Jeu de données:
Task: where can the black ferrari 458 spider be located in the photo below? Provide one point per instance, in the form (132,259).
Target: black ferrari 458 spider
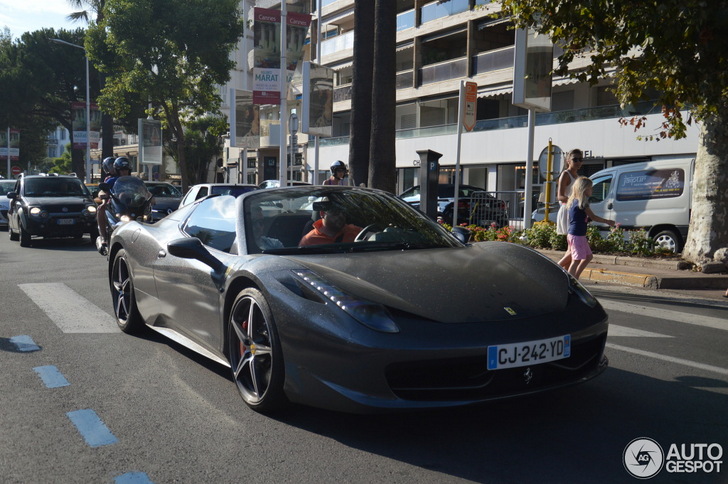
(347,298)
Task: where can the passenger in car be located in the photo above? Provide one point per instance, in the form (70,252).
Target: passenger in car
(330,228)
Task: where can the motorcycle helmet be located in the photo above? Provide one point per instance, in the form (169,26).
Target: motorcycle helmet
(108,165)
(338,165)
(122,163)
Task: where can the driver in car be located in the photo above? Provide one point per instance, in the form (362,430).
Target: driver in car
(331,228)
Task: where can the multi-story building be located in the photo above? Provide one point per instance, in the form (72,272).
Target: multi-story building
(439,44)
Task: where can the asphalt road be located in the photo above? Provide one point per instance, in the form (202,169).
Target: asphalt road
(90,404)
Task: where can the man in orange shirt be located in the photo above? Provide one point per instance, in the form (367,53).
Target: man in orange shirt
(331,228)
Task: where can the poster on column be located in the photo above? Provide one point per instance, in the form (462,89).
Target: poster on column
(14,144)
(247,120)
(266,56)
(78,110)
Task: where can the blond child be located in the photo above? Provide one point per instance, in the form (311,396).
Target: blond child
(579,213)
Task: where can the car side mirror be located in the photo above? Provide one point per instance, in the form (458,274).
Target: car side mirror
(192,248)
(462,234)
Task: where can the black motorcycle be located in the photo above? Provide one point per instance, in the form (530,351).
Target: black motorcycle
(129,199)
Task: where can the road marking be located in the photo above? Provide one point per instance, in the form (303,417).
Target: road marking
(617,330)
(24,343)
(52,378)
(133,478)
(677,316)
(91,428)
(70,311)
(670,359)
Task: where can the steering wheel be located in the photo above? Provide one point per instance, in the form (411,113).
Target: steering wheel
(369,229)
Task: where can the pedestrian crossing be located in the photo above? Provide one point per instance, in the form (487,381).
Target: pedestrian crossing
(70,311)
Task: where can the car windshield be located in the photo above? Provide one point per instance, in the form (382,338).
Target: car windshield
(6,186)
(230,190)
(55,187)
(164,190)
(336,219)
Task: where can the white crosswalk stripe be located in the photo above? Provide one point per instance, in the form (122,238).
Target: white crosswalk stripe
(70,311)
(657,313)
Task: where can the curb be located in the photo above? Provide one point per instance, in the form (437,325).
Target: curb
(625,278)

Consigne de l'exercice:
Pouvez-vous mettre les lignes de tous les enregistrements ci-dessus sous forme de liste numérotée, en omettant les lignes vides et sans inclure les images ?

Corrigé de l'exercice:
1. Task: where can the black ferrari 458 spider be located in the photo below? Provide one point per instance, in the form (132,259).
2. Target: black ferrari 458 spider
3. (347,298)
4. Task: where can the passenger in car be located in the photo above? Provide one point per instance, in the form (70,252).
5. Target: passenger in car
6. (330,228)
7. Task: where can the motorcycle helmet be located in the photo above? Provide one point per instance, in the form (169,26).
8. Target: motorcycle helmet
9. (108,165)
10. (338,165)
11. (122,163)
12. Task: where can the driver in car be located in the photo above? Provide one point per instance, in the form (362,430).
13. Target: driver in car
14. (331,228)
15. Task: where can the multi-story building be located in the photo above? Provide one point per instance, in the form (72,272).
16. Target: multi-story building
17. (439,44)
18. Task: where can the asphalt road be located in the photo above? Provide one point per instance, in the form (202,169).
19. Target: asphalt road
20. (90,404)
21. Task: where can the man in orange shirt be located in the photo above? Provide one point per instance, in the form (367,53).
22. Target: man in orange shirt
23. (331,228)
24. Task: where can the poster on column be located in the photo above? Provide one point per instance, in the form (462,89).
25. Target: poster on column
26. (14,144)
27. (247,120)
28. (266,56)
29. (78,110)
30. Task: where can the blond child be located in the photo above? Provide one point per instance, in the form (311,396).
31. Target: blond child
32. (579,213)
33. Task: where can the car side mirror be located in the photo above? Provide one point per instance, in the form (458,274).
34. Target: car side mirror
35. (192,248)
36. (462,234)
37. Task: where can the black motorcycle be located in the photo above? Provide one point per instance, in the form (530,351).
38. Target: black motorcycle
39. (129,199)
40. Task: where can the road marking be located in the photo above? Provide one point per instance, in the form (303,417).
41. Target: road marking
42. (617,330)
43. (24,343)
44. (52,378)
45. (133,478)
46. (677,316)
47. (91,428)
48. (70,311)
49. (670,359)
50. Task: where can the steering wheel be located in the photo above? Provide one point per instance, in the form (411,113).
51. Target: steering wheel
52. (369,229)
53. Task: where can the pedestrian crossing be located in the photo above? Provide one point per instance, in the form (487,381).
54. Target: pedestrian crossing
55. (70,311)
56. Task: where can the car windshield be located in the photo above? Provide one point per instance, in the form (382,338).
57. Target: car windshield
58. (6,186)
59. (230,190)
60. (55,187)
61. (164,190)
62. (336,219)
63. Task: where can the white crosswalk stripe be located in the photo above? Provide one point per instance, in the form (122,238).
64. Target: white crosswalk stripe
65. (70,311)
66. (657,313)
67. Task: where can the curb be located in the photo above? Provide one point per instance, in the form (437,325).
68. Target: curb
69. (625,278)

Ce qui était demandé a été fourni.